_EXERCISE PROMPT_
The records below are to be quoted in full; please keep every word exact.

Entries from a point annotation set

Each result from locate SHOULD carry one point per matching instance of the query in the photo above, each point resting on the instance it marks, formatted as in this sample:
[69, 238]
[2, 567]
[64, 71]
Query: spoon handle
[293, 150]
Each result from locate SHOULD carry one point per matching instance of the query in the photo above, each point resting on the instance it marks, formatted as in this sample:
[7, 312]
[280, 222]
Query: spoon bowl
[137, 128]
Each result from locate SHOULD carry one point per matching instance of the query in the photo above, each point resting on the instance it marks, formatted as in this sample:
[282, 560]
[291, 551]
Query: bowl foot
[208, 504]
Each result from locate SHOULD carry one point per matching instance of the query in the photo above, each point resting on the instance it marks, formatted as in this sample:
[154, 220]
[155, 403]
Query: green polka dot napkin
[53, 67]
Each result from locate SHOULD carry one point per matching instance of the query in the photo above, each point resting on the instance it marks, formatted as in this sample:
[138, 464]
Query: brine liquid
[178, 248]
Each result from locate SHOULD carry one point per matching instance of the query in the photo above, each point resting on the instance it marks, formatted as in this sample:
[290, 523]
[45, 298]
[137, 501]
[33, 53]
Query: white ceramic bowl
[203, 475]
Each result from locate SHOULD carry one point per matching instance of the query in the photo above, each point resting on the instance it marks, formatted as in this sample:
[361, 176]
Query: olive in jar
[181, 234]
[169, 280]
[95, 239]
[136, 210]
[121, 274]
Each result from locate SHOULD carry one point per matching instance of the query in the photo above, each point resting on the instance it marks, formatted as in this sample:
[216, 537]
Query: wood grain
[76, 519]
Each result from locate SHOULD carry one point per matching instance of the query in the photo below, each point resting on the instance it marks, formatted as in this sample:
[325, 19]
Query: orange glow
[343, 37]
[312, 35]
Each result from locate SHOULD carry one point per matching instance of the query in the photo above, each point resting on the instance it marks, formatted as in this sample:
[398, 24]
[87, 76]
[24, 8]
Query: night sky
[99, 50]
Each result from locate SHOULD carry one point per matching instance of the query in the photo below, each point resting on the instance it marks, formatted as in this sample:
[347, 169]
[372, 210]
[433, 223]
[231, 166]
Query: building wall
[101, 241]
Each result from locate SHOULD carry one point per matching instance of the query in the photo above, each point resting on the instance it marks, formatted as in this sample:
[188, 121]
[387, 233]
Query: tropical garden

_CORRECT RESPONSE_
Each result from locate SHOULD carry one point per matching instance of the query in the photo above, each point resting on the instance it marks, formatted as in this sample:
[69, 238]
[2, 567]
[64, 71]
Query: spoon handle
[293, 150]
Each result from locate SHOULD carry one point per matching instance of the query in the photo above, each point resting on the instance it marks, formatted as in this sample:
[7, 312]
[280, 222]
Query: spoon bowl
[137, 128]
Each result from locate SHOULD carry one point per matching instance of the query in the photo above, each point resting on the instance it marks, formatted as in this sample:
[282, 560]
[291, 551]
Query: bowl foot
[208, 504]
Each result from locate SHOULD carry one point per matching instance of the query in the photo above, each point resting on the instance it marks, formatted as in this sample:
[154, 220]
[155, 403]
Query: green polka dot napkin
[53, 67]
Each result from locate SHOULD carry one point per matching instance of the query in the photo above, each point resting on the instance it marks, formatted as in this sample:
[138, 464]
Query: brine liquid
[178, 248]
Each result from locate SHOULD carry one point per matching instance of the query in the photo above, each point resting on the instance it marks, formatted as in this sample:
[290, 523]
[45, 298]
[137, 501]
[33, 53]
Query: white ceramic bowl
[203, 475]
Each result from locate SHOULD carry one point per matching instance of the query in the photo above, each point resting on the instance it marks, formatted as in this sample:
[361, 176]
Query: olive in jar
[181, 234]
[169, 280]
[95, 239]
[136, 210]
[121, 274]
Each result from locate SHOULD carry one point per matching instance of the query in the photo above, each point resting on the instance it marks, formatted as in this sample:
[216, 537]
Query: wood grain
[76, 519]
Each result from locate SHOULD carry one point per matching instance of the query in the photo below, each point resting on the instance it marks, formatted as in this sample:
[325, 19]
Query: orange glow
[343, 37]
[312, 35]
Each result from locate SHOULD carry one point per matching instance of the query in the photo above, each point resting on the instance it marks, formatted as in this sample:
[398, 24]
[87, 76]
[24, 8]
Query: night sky
[99, 50]
Each result from locate SHOULD carry one point per matching instance of the query in the photo below, each point resting on the instance it marks, formatted as in this sample:
[347, 169]
[372, 210]
[433, 223]
[231, 166]
Query: building wall
[101, 241]
Each result from locate SHOULD carry one point per matching instance of the query in the photo above, each point resting on the instance it marks, formatted as in this sample:
[188, 121]
[387, 233]
Query: tropical garden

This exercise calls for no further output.